** start of Source passage **

The DfT has shrunk by around 22% in just two years and many in the department felt the change was ‘too deep, too fast’.

Mr McLoughlin arrived in September of 2012; in October the department suffered one of its worst failures in recent years in the West Coast Mainline debacle.

As a result of ‘significant technical flaws’ the competition to award the rail franchise was stopped by the transport secretary and the DfT estimates that the cost of refunding the bidders was between £40 -£45m.

Mr McLoughlin, on arriving at his new house to find part of the roof had just fallen in, reacted angrily but decently, stating that the fault lay ‘only and squarely within the Department for Transport’.

However, by 2014 problems persisted. That year the DfT drew up an improvement plan that stated there was ‘an urgent need for better capability, especially in commercial and project portfolio management skills’.

While in March last year the Commons Public Administration Select Committee said a repeat of the West Coast Mainline failure was ‘unavoidable’ unless civil service skills shortages were addressed.

This must be kept in mind when one considers the recent failures over the South East Flexible Ticketing scheme, which has spent tens of millions of pounds for little or no concrete gain, as revealed by Transport Network.

And again in the recent failures by Southern, under the Govia Thameslink (GTR) franchise, which led Claire Perry to say she was ‘ashamed’ to be a rail minister. Ms Perry resigned today.

** end of Source passage **
** start of Material shown **

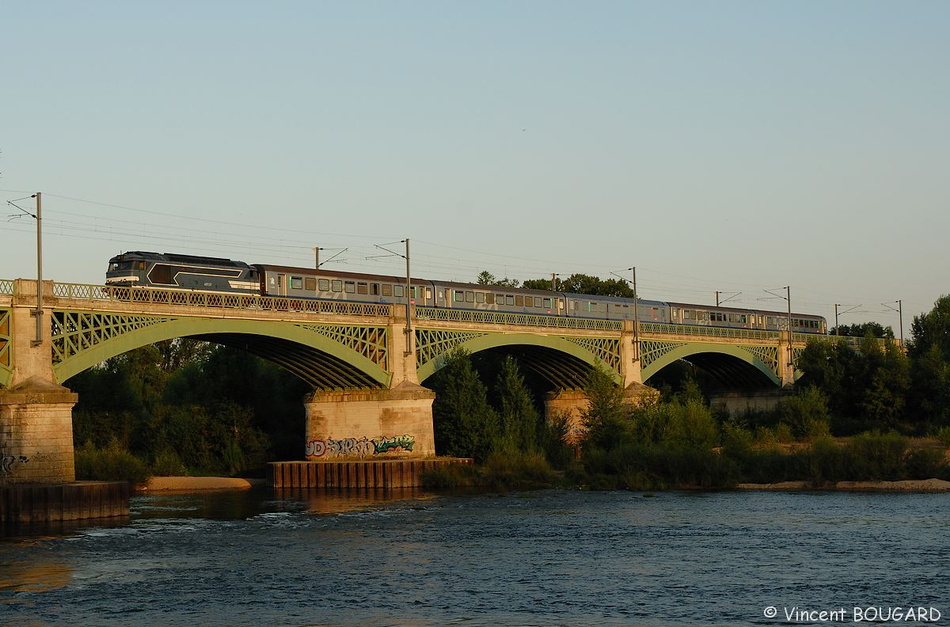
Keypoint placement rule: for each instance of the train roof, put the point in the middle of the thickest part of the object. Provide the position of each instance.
(178, 258)
(745, 310)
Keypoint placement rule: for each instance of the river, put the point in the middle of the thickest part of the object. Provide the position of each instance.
(533, 558)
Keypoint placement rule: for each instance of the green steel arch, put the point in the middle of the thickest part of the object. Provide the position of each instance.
(560, 371)
(684, 350)
(6, 359)
(312, 355)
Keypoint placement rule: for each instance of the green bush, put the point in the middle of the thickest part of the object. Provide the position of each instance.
(518, 470)
(111, 463)
(167, 463)
(875, 457)
(450, 476)
(925, 463)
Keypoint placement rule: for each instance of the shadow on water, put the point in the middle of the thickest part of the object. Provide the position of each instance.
(244, 504)
(219, 505)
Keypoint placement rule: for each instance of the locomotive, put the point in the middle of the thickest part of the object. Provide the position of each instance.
(213, 274)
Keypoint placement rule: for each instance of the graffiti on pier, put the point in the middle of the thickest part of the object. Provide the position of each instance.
(7, 461)
(359, 447)
(394, 443)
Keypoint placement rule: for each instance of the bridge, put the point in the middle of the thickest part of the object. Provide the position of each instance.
(367, 363)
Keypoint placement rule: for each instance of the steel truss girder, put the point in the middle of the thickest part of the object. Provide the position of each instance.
(564, 361)
(6, 358)
(326, 356)
(656, 355)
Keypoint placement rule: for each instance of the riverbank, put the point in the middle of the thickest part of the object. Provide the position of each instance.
(906, 485)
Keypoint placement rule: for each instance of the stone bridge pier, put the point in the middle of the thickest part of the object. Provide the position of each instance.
(374, 423)
(36, 426)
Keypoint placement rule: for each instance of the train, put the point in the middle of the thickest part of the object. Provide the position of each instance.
(214, 274)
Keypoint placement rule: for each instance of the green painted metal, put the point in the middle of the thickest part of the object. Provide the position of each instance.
(84, 339)
(442, 314)
(96, 294)
(6, 348)
(475, 342)
(662, 354)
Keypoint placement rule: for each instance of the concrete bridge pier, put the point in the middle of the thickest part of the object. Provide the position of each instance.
(36, 426)
(370, 423)
(375, 424)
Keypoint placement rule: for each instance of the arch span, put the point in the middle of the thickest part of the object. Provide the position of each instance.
(314, 357)
(563, 363)
(685, 351)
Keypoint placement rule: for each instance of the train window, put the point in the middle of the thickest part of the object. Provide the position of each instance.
(161, 274)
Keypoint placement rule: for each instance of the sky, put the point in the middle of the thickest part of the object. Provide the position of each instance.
(732, 146)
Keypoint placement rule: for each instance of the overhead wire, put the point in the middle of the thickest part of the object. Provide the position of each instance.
(504, 265)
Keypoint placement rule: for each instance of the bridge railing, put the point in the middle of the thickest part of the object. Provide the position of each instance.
(518, 319)
(148, 295)
(658, 328)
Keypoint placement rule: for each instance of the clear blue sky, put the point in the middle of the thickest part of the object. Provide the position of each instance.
(731, 146)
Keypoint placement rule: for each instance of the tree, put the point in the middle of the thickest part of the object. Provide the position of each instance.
(584, 284)
(487, 278)
(519, 419)
(465, 424)
(863, 329)
(929, 350)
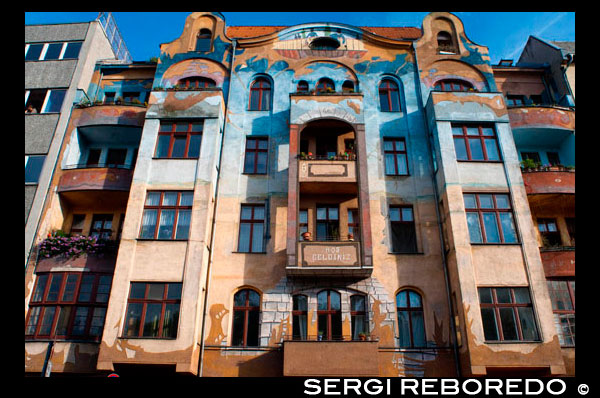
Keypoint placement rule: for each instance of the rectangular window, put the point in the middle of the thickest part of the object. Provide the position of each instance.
(255, 161)
(402, 225)
(562, 295)
(33, 168)
(490, 218)
(475, 142)
(179, 139)
(68, 305)
(396, 161)
(167, 215)
(152, 310)
(252, 224)
(507, 314)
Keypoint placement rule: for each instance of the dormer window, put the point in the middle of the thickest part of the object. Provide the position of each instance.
(203, 40)
(445, 43)
(324, 43)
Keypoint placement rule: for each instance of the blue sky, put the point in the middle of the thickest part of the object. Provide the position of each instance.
(504, 33)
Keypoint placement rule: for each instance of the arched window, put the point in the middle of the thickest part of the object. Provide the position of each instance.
(203, 40)
(348, 86)
(196, 82)
(358, 315)
(246, 309)
(299, 315)
(302, 86)
(260, 95)
(445, 43)
(453, 85)
(389, 96)
(411, 326)
(325, 85)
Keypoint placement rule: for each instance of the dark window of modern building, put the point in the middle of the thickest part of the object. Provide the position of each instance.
(68, 305)
(358, 315)
(260, 95)
(171, 211)
(299, 317)
(507, 314)
(453, 85)
(246, 311)
(389, 96)
(396, 160)
(179, 139)
(475, 142)
(329, 315)
(325, 85)
(101, 226)
(152, 310)
(411, 324)
(549, 232)
(33, 168)
(256, 154)
(252, 227)
(490, 218)
(328, 226)
(562, 296)
(402, 225)
(203, 40)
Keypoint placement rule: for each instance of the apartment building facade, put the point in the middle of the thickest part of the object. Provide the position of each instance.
(312, 200)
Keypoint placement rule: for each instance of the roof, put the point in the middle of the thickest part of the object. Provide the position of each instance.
(391, 32)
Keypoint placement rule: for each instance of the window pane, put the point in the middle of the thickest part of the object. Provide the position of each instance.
(133, 319)
(476, 149)
(488, 318)
(72, 50)
(508, 228)
(491, 228)
(461, 149)
(55, 100)
(183, 224)
(509, 324)
(491, 149)
(165, 226)
(474, 228)
(162, 148)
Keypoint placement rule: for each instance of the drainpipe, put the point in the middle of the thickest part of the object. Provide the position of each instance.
(214, 220)
(437, 213)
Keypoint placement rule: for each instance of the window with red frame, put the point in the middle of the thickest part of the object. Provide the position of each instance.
(196, 82)
(179, 140)
(68, 305)
(152, 310)
(396, 160)
(252, 227)
(507, 314)
(490, 218)
(389, 96)
(246, 311)
(453, 85)
(475, 142)
(260, 95)
(171, 211)
(255, 161)
(562, 296)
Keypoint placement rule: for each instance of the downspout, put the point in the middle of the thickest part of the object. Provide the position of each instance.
(214, 220)
(437, 213)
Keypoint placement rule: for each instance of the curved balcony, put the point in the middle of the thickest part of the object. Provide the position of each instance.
(549, 182)
(95, 178)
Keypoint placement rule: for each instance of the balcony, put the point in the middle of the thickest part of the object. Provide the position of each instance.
(330, 358)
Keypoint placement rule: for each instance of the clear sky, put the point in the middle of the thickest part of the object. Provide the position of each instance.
(504, 33)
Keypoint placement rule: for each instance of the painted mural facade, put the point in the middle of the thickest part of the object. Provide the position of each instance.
(293, 194)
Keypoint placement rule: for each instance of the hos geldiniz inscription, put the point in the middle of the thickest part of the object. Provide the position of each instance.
(345, 254)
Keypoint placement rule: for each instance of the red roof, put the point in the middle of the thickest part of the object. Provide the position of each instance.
(391, 32)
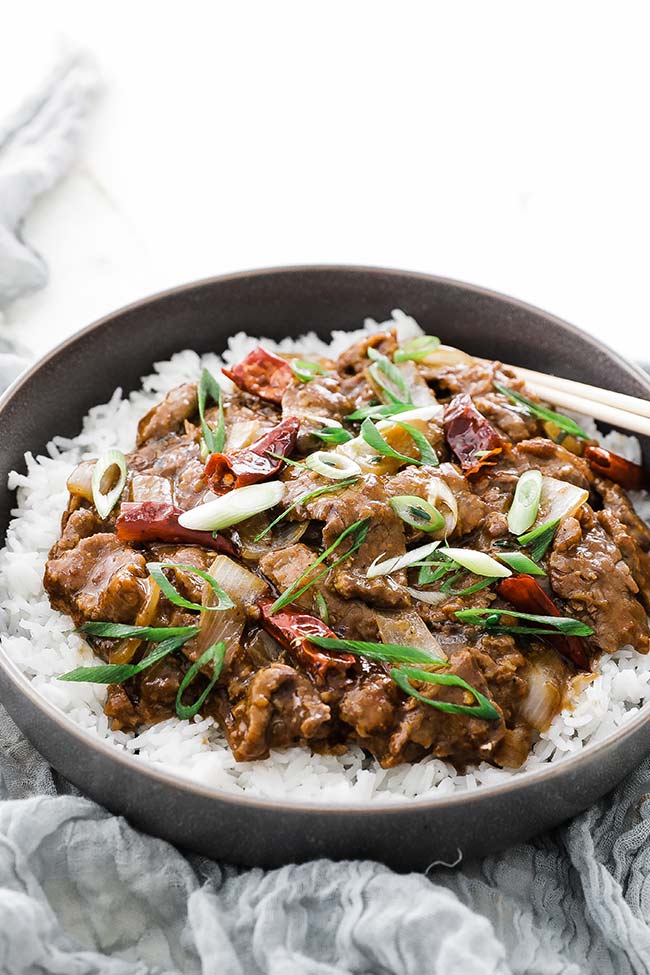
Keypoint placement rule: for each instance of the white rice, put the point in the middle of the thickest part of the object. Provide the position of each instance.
(42, 644)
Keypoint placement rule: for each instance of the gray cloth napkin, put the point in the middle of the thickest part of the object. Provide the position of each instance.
(82, 893)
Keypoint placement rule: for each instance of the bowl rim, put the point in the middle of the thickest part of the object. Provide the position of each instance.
(516, 784)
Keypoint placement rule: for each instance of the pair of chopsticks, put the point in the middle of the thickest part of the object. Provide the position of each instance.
(617, 409)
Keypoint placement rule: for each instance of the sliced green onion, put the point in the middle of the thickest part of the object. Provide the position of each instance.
(359, 530)
(306, 371)
(417, 512)
(327, 489)
(521, 563)
(389, 378)
(387, 652)
(156, 572)
(563, 422)
(381, 410)
(214, 439)
(388, 566)
(374, 439)
(332, 465)
(564, 624)
(478, 562)
(416, 349)
(118, 673)
(238, 505)
(482, 709)
(104, 503)
(122, 631)
(333, 434)
(428, 455)
(216, 654)
(321, 606)
(539, 538)
(525, 503)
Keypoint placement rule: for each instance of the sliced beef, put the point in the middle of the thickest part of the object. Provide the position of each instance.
(178, 405)
(101, 578)
(586, 568)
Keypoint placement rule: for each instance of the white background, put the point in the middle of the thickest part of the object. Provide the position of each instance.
(500, 143)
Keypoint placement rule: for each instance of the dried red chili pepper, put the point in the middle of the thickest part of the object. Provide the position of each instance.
(292, 629)
(527, 596)
(262, 373)
(252, 464)
(468, 433)
(616, 468)
(157, 521)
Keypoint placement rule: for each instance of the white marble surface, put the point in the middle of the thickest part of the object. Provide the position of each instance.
(501, 144)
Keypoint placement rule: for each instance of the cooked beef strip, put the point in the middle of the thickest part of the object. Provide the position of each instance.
(586, 569)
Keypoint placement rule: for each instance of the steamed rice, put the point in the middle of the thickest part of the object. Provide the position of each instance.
(41, 643)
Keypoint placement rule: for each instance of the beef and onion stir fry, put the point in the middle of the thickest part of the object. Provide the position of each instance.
(401, 549)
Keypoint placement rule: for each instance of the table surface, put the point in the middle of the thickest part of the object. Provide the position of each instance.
(507, 147)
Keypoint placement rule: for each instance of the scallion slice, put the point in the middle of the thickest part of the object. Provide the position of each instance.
(306, 371)
(327, 489)
(563, 624)
(388, 377)
(235, 506)
(521, 563)
(477, 562)
(416, 349)
(525, 503)
(482, 709)
(417, 512)
(156, 571)
(333, 435)
(216, 654)
(358, 530)
(104, 503)
(563, 422)
(388, 566)
(214, 440)
(330, 464)
(118, 673)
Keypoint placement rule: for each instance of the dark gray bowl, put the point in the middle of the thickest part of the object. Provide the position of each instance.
(84, 370)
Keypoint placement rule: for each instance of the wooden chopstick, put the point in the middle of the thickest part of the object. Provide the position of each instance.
(633, 404)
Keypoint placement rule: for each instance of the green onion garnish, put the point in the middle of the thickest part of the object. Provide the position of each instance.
(539, 538)
(482, 709)
(564, 624)
(333, 434)
(525, 503)
(416, 349)
(392, 653)
(417, 512)
(156, 572)
(123, 631)
(214, 439)
(383, 410)
(563, 422)
(327, 489)
(104, 503)
(359, 530)
(428, 455)
(118, 673)
(389, 378)
(521, 563)
(306, 371)
(216, 654)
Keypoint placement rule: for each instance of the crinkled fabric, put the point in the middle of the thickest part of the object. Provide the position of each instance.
(82, 893)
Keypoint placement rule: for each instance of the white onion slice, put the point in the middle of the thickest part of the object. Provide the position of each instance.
(230, 509)
(105, 503)
(331, 464)
(388, 566)
(439, 493)
(478, 562)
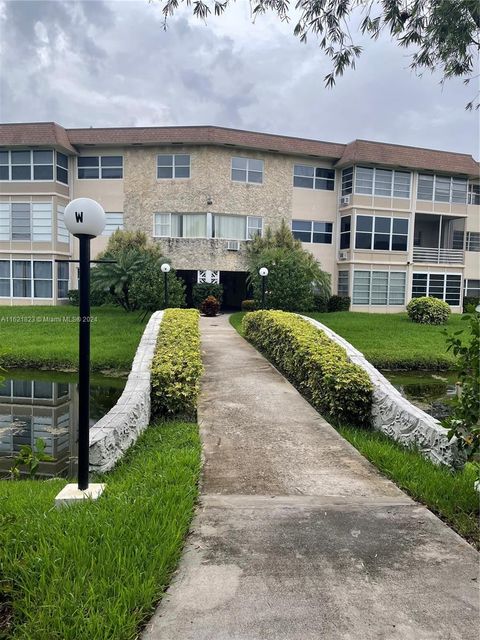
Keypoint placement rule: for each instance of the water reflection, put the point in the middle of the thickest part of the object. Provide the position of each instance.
(432, 392)
(45, 405)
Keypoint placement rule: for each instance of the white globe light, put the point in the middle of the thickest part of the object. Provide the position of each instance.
(84, 216)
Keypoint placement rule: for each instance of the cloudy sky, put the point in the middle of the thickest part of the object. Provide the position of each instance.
(99, 63)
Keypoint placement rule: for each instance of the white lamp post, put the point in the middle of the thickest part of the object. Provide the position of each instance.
(85, 219)
(166, 270)
(263, 271)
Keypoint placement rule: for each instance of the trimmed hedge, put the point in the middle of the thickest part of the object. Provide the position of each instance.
(317, 366)
(177, 365)
(427, 310)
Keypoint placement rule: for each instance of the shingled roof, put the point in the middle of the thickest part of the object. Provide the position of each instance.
(206, 135)
(410, 157)
(358, 151)
(48, 134)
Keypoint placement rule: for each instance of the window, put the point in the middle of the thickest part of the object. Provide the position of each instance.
(42, 279)
(62, 231)
(4, 221)
(173, 166)
(100, 167)
(247, 170)
(312, 231)
(379, 287)
(347, 181)
(444, 286)
(342, 287)
(42, 222)
(62, 168)
(385, 183)
(26, 221)
(62, 279)
(381, 233)
(345, 226)
(180, 225)
(4, 278)
(229, 227)
(22, 278)
(471, 287)
(473, 241)
(27, 278)
(32, 164)
(309, 177)
(442, 188)
(21, 221)
(254, 227)
(473, 193)
(113, 221)
(162, 225)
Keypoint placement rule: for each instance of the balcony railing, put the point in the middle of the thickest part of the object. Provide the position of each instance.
(438, 255)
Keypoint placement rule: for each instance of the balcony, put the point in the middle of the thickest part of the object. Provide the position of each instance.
(438, 239)
(438, 255)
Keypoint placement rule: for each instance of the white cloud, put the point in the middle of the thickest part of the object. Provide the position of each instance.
(112, 64)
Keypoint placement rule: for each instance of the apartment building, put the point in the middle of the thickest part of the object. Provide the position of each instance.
(389, 222)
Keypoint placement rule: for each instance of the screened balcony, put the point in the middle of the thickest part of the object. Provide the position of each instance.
(438, 239)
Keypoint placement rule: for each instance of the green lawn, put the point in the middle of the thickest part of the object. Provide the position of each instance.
(95, 571)
(46, 337)
(389, 341)
(450, 495)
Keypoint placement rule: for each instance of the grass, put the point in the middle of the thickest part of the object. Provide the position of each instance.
(389, 341)
(48, 337)
(451, 495)
(95, 571)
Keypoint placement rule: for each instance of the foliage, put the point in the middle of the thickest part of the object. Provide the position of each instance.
(148, 286)
(30, 458)
(210, 306)
(444, 33)
(318, 367)
(392, 341)
(449, 494)
(294, 278)
(248, 305)
(177, 364)
(464, 422)
(97, 570)
(135, 279)
(338, 303)
(470, 303)
(428, 310)
(49, 337)
(202, 290)
(97, 298)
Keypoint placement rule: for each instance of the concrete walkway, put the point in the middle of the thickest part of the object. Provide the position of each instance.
(296, 536)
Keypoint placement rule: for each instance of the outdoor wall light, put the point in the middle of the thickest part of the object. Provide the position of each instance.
(85, 219)
(166, 270)
(263, 271)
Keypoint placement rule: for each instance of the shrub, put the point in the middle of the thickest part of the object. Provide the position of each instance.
(295, 276)
(97, 298)
(318, 367)
(428, 310)
(248, 305)
(210, 306)
(338, 303)
(470, 303)
(177, 365)
(203, 290)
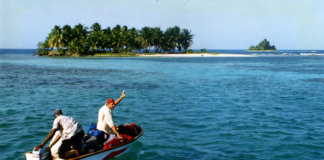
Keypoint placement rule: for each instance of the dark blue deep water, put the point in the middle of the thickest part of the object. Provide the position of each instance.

** end of Material shown **

> Goal:
Answer these questions using the Department for Transport passage.
1. By roughly what percentage has the DfT shrunk, and over how long?
2. What did the DfT estimate as the cost of refunding the West Coast Mainline bidders?
3. In what month and year did Mr McLoughlin arrive?

> Answer to this exercise:
1. Around 22%, in two years.
2. Between £40m and £45m.
3. September 2012.